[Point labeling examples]
_____

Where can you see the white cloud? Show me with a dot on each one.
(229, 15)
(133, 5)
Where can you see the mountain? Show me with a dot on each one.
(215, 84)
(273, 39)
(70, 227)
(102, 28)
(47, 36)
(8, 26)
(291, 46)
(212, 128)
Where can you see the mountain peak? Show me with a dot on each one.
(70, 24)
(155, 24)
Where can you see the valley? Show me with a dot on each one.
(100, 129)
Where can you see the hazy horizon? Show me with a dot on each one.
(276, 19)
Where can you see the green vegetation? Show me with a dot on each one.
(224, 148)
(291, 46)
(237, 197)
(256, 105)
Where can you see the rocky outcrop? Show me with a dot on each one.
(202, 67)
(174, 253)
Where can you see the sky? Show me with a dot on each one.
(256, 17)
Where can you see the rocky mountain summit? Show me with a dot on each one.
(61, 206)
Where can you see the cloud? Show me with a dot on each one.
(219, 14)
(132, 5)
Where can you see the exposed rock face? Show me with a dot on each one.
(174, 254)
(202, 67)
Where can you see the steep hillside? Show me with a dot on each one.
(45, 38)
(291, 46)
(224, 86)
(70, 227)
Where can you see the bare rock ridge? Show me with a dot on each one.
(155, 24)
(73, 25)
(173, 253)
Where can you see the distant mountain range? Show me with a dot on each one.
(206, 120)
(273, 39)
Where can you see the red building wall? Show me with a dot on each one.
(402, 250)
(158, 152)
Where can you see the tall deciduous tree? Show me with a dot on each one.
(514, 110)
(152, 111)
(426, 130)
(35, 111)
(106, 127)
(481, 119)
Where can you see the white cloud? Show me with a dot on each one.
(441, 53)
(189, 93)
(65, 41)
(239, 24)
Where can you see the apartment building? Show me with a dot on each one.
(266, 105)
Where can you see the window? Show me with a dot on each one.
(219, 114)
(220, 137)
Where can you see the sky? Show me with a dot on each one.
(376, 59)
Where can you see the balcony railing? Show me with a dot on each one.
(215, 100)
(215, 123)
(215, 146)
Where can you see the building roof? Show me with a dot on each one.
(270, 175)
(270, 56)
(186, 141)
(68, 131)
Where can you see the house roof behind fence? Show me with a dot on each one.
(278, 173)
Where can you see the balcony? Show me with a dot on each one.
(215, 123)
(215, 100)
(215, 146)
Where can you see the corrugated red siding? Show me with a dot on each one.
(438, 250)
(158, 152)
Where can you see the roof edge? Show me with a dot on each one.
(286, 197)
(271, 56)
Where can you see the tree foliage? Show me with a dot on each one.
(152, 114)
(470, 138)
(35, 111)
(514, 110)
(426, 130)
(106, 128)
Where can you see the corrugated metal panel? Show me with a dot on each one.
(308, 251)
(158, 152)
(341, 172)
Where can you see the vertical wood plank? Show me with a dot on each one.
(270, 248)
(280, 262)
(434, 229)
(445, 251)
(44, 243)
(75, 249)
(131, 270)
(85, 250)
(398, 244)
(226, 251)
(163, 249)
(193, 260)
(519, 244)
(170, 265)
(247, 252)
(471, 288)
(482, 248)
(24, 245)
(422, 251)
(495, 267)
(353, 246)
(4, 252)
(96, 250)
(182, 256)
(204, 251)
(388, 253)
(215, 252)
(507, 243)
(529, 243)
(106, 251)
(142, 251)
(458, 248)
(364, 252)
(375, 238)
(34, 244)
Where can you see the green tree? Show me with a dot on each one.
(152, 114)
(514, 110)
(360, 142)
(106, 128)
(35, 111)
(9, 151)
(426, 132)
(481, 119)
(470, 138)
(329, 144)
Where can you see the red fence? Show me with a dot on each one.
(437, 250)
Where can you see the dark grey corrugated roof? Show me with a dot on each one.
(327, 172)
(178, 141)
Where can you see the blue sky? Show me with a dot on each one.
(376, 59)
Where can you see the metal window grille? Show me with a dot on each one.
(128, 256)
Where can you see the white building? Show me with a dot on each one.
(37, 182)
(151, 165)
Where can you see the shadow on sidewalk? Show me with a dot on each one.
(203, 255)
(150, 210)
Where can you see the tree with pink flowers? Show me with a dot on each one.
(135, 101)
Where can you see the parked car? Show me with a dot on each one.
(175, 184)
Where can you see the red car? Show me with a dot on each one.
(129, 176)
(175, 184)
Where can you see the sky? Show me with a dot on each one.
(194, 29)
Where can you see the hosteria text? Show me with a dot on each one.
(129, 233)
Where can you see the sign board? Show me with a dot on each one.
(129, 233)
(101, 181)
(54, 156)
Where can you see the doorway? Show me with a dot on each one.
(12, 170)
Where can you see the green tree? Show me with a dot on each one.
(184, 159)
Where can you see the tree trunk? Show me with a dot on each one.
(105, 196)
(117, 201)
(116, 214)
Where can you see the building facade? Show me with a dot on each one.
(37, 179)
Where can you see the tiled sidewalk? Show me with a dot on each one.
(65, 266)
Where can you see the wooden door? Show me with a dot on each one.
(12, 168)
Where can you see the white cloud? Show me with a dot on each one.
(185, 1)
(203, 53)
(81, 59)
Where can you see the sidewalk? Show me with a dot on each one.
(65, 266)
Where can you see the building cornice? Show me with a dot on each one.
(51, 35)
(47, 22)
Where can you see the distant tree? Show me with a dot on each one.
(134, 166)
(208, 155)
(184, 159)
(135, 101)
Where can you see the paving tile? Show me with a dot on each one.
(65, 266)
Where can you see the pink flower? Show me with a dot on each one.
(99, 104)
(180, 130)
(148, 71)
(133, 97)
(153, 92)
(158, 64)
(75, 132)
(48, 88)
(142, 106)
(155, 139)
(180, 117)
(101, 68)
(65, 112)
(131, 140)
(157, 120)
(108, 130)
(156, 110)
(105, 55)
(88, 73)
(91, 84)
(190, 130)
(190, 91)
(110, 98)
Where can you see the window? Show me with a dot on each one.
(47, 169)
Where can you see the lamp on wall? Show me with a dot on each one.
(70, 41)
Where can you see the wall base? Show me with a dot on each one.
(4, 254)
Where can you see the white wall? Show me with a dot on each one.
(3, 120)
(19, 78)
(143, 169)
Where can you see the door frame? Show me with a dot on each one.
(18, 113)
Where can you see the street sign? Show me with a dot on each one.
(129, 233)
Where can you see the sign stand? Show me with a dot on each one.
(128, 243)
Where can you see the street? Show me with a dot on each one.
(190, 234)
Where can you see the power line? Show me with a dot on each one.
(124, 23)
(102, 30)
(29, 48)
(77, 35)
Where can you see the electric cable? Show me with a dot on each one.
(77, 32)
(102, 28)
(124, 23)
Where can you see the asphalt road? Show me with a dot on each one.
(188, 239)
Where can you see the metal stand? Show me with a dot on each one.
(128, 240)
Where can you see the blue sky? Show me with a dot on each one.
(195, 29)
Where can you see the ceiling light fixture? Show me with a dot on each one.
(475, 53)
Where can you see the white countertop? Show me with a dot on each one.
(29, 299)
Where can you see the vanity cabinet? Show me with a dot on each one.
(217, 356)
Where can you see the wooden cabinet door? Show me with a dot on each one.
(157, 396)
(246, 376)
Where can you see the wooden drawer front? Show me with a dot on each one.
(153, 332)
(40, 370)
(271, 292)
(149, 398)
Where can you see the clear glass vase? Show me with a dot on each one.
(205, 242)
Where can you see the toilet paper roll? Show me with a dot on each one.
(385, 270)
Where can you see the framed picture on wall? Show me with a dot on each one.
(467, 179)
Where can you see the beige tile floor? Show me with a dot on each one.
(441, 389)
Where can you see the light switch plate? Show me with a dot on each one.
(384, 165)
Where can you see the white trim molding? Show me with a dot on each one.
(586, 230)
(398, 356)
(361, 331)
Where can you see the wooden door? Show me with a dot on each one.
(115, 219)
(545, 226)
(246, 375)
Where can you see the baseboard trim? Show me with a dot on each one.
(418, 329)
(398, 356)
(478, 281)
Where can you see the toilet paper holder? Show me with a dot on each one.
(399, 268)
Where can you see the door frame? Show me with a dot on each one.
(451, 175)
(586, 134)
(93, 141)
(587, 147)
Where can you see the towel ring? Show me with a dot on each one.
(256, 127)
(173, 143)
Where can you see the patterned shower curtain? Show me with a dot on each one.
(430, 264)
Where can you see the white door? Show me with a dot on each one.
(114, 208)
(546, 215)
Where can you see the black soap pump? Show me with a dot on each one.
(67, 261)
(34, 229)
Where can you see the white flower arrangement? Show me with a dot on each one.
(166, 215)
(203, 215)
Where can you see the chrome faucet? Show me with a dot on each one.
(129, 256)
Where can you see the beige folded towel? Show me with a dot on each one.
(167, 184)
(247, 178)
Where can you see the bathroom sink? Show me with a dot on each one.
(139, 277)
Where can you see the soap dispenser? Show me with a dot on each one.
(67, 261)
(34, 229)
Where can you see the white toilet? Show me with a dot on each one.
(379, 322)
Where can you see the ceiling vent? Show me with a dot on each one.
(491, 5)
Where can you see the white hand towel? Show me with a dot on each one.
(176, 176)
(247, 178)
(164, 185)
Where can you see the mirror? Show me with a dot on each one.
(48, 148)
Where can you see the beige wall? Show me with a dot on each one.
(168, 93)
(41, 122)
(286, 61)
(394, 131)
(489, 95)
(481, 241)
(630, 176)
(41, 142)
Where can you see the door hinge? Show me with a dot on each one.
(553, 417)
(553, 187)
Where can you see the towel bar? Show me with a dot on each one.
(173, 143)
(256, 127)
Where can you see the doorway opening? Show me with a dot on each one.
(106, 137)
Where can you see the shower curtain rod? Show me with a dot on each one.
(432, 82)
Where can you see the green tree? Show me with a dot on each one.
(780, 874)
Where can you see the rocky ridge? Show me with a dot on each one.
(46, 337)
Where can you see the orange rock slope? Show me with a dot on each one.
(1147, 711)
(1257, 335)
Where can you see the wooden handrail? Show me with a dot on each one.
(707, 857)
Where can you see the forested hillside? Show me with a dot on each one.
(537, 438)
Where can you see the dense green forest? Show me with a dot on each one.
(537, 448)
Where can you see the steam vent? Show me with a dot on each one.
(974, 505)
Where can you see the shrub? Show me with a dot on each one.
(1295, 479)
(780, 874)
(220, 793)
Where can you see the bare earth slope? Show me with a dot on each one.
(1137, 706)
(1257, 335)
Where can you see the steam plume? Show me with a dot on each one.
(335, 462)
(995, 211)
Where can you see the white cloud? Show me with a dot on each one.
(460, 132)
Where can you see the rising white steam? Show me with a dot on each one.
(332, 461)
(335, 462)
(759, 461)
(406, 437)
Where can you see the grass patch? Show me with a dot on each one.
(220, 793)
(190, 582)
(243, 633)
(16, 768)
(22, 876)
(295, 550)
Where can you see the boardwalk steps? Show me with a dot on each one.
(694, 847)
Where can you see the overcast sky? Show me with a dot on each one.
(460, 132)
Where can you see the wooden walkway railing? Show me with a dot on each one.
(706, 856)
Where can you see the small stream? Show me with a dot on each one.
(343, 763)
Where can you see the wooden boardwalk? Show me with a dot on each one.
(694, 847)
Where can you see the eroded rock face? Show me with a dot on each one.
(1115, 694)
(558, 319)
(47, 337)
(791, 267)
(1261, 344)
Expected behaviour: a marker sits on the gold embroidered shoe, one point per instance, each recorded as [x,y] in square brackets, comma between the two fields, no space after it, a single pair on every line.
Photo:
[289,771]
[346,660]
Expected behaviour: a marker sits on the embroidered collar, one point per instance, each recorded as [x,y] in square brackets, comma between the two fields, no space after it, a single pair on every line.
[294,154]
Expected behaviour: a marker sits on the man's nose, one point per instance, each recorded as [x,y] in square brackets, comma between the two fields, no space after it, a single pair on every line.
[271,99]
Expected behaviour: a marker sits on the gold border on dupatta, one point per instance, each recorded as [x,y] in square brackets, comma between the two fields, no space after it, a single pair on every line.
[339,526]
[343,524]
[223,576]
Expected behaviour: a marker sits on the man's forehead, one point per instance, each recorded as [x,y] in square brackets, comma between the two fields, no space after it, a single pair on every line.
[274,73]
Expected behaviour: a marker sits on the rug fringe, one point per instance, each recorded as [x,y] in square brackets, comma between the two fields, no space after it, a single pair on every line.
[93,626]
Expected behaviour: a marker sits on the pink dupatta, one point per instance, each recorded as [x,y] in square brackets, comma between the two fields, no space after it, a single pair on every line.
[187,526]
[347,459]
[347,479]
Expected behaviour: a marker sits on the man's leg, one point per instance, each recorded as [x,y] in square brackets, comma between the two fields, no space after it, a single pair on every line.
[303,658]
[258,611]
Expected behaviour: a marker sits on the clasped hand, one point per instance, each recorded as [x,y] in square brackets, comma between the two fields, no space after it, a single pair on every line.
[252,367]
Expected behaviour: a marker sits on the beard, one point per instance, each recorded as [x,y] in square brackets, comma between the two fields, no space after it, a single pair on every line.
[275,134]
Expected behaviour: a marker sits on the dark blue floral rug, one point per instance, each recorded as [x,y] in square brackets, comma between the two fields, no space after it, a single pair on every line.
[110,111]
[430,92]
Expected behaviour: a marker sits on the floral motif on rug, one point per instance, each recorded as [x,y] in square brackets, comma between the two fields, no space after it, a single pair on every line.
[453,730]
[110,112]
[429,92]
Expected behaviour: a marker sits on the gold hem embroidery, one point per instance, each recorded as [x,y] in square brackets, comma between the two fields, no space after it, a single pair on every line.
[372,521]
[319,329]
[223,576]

_____

Starting from the line with "Expected behaviour: a marker sits on the clasped" and ending with the final line of the data, quote every line exactly, both ends included.

Solution for this problem:
Expected behaviour: a marker sits on the clasped hand, one point per instance, each recorded as [x,y] in square brackets, comma between the two fields, no space after it, a single pair on every line.
[252,367]
Expected behaviour: a marker sits on the beard, one point per instance, each recorded as [x,y] in square brackets, comma between the two fields, no space after it, a single pair on every line.
[275,134]
Expected behaviour: a marker sits on the dark blue floral rug, one point per instance, each recorded as [x,y] in square brackets, comma between the two fields, no space after it, a single pair on every line.
[110,111]
[430,92]
Expected behaviour: a marker sits on the floral motif on rug, one point per instance, each recorded as [x,y] in square brackets, comma between the two fields, no space after it, a single pair on every line.
[453,730]
[110,112]
[429,92]
Expected behaviour: a marker sits on the gold hem embroidery, one point per instance, each recorded as [x,y] in square brackets, comma between the two fields, no space after it, a single pair on every line.
[372,521]
[319,329]
[223,576]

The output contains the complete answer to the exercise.